#### PROBLEM DESCRIPTION:
Below are some entries. Count how many of their lines include "positive", then give that number only.

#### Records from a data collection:
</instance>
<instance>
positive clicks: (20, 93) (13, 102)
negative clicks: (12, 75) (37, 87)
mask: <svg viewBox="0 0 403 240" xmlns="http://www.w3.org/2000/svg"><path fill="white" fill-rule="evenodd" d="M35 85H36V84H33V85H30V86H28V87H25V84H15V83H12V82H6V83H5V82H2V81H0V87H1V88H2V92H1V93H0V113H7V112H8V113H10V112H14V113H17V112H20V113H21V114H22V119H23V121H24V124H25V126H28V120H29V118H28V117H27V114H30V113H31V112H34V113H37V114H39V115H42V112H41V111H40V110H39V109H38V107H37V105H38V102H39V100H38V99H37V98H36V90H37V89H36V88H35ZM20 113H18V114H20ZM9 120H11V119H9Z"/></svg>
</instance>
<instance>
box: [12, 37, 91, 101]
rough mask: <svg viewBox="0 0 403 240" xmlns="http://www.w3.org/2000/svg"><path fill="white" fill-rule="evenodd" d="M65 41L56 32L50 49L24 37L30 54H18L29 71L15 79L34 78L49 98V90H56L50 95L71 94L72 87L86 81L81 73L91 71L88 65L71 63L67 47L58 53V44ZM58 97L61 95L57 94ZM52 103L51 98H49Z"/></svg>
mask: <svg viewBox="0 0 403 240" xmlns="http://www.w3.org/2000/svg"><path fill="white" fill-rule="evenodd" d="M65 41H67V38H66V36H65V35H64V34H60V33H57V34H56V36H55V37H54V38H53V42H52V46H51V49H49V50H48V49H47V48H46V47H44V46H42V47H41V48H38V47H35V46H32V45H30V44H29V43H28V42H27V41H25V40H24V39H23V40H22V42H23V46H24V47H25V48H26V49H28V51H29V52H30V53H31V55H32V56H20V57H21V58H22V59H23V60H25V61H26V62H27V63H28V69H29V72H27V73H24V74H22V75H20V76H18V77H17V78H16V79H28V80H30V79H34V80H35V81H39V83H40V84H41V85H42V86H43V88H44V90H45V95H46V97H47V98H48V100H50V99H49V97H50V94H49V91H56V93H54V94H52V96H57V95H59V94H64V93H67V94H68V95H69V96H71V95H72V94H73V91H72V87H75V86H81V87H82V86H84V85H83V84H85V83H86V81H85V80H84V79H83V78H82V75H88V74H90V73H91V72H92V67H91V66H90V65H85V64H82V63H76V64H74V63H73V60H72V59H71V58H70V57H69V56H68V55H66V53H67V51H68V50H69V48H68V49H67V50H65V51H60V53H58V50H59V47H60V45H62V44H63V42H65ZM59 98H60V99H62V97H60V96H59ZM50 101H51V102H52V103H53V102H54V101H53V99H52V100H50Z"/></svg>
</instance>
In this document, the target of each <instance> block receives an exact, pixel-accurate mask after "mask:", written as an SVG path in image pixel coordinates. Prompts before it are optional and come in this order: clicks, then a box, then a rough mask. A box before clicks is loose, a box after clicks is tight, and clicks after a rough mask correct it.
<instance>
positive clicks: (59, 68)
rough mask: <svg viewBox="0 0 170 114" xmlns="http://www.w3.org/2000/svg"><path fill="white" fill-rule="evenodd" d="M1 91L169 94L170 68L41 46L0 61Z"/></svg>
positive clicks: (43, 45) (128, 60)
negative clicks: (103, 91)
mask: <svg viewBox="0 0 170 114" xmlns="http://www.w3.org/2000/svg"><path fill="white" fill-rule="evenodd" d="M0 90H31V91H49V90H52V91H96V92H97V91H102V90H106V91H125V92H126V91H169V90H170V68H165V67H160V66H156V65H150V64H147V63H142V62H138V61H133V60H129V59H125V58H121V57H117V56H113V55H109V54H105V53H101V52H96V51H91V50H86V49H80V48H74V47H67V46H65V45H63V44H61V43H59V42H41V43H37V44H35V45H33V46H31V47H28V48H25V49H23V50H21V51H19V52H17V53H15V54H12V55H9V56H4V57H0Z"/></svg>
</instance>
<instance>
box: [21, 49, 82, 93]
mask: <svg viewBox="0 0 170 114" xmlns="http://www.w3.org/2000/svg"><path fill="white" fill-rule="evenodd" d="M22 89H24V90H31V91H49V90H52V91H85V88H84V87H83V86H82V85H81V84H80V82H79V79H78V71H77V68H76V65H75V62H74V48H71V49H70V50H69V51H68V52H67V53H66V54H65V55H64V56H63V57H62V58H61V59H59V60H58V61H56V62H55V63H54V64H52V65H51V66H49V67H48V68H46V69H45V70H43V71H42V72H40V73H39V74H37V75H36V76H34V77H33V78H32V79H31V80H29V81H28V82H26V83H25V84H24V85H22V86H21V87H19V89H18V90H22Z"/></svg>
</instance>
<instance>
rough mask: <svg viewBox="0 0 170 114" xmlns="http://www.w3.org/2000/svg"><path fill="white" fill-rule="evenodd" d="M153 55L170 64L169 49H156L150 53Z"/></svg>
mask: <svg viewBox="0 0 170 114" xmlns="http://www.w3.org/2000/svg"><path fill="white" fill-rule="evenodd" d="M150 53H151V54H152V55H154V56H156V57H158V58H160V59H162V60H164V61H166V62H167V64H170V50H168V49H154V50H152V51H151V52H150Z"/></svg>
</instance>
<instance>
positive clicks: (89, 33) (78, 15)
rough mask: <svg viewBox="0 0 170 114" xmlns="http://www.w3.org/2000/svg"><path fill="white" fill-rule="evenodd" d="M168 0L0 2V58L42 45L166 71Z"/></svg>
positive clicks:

#### EXERCISE RESPONSE:
5